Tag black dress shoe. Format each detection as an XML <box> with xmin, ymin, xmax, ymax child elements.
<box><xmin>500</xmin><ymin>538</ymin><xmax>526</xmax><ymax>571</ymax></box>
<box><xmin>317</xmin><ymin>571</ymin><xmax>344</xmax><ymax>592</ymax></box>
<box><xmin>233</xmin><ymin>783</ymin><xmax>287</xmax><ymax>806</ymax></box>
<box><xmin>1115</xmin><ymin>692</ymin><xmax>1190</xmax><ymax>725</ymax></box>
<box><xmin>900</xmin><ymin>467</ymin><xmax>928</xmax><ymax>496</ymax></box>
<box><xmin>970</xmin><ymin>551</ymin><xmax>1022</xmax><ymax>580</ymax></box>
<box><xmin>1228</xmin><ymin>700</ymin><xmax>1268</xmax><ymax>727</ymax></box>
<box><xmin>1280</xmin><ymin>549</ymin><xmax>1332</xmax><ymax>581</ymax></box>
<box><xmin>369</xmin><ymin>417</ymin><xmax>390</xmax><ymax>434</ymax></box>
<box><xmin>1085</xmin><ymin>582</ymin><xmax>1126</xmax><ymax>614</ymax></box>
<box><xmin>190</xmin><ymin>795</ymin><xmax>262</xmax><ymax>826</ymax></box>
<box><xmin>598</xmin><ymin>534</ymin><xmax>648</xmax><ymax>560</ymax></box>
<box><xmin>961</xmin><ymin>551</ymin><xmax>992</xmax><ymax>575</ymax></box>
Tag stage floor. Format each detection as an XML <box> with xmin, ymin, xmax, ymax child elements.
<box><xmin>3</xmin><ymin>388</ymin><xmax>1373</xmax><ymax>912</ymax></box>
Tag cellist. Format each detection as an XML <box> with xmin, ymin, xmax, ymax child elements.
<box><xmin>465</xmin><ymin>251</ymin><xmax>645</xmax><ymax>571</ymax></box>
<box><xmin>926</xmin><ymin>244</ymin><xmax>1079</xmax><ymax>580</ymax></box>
....................
The full listing needs to be output again, exactly as it reads.

Task solution:
Tag black dress shoe. Format each detection as an XML <box> with xmin, ymin, xmax, ymax child elements.
<box><xmin>500</xmin><ymin>538</ymin><xmax>526</xmax><ymax>571</ymax></box>
<box><xmin>317</xmin><ymin>571</ymin><xmax>344</xmax><ymax>592</ymax></box>
<box><xmin>233</xmin><ymin>783</ymin><xmax>287</xmax><ymax>806</ymax></box>
<box><xmin>1115</xmin><ymin>692</ymin><xmax>1190</xmax><ymax>725</ymax></box>
<box><xmin>900</xmin><ymin>467</ymin><xmax>928</xmax><ymax>496</ymax></box>
<box><xmin>970</xmin><ymin>551</ymin><xmax>1022</xmax><ymax>580</ymax></box>
<box><xmin>1228</xmin><ymin>700</ymin><xmax>1268</xmax><ymax>727</ymax></box>
<box><xmin>1280</xmin><ymin>549</ymin><xmax>1332</xmax><ymax>581</ymax></box>
<box><xmin>369</xmin><ymin>417</ymin><xmax>390</xmax><ymax>434</ymax></box>
<box><xmin>1085</xmin><ymin>582</ymin><xmax>1126</xmax><ymax>614</ymax></box>
<box><xmin>190</xmin><ymin>795</ymin><xmax>262</xmax><ymax>826</ymax></box>
<box><xmin>598</xmin><ymin>534</ymin><xmax>648</xmax><ymax>560</ymax></box>
<box><xmin>961</xmin><ymin>551</ymin><xmax>992</xmax><ymax>575</ymax></box>
Tag stage floor. Format each detection as an XML <box> with xmin, ymin, xmax, ymax child elements.
<box><xmin>3</xmin><ymin>388</ymin><xmax>1373</xmax><ymax>912</ymax></box>
Tag cellist. Format each detection as an XML <box> with xmin, ymin, xmax, ymax child elements.
<box><xmin>465</xmin><ymin>251</ymin><xmax>645</xmax><ymax>571</ymax></box>
<box><xmin>926</xmin><ymin>244</ymin><xmax>1079</xmax><ymax>580</ymax></box>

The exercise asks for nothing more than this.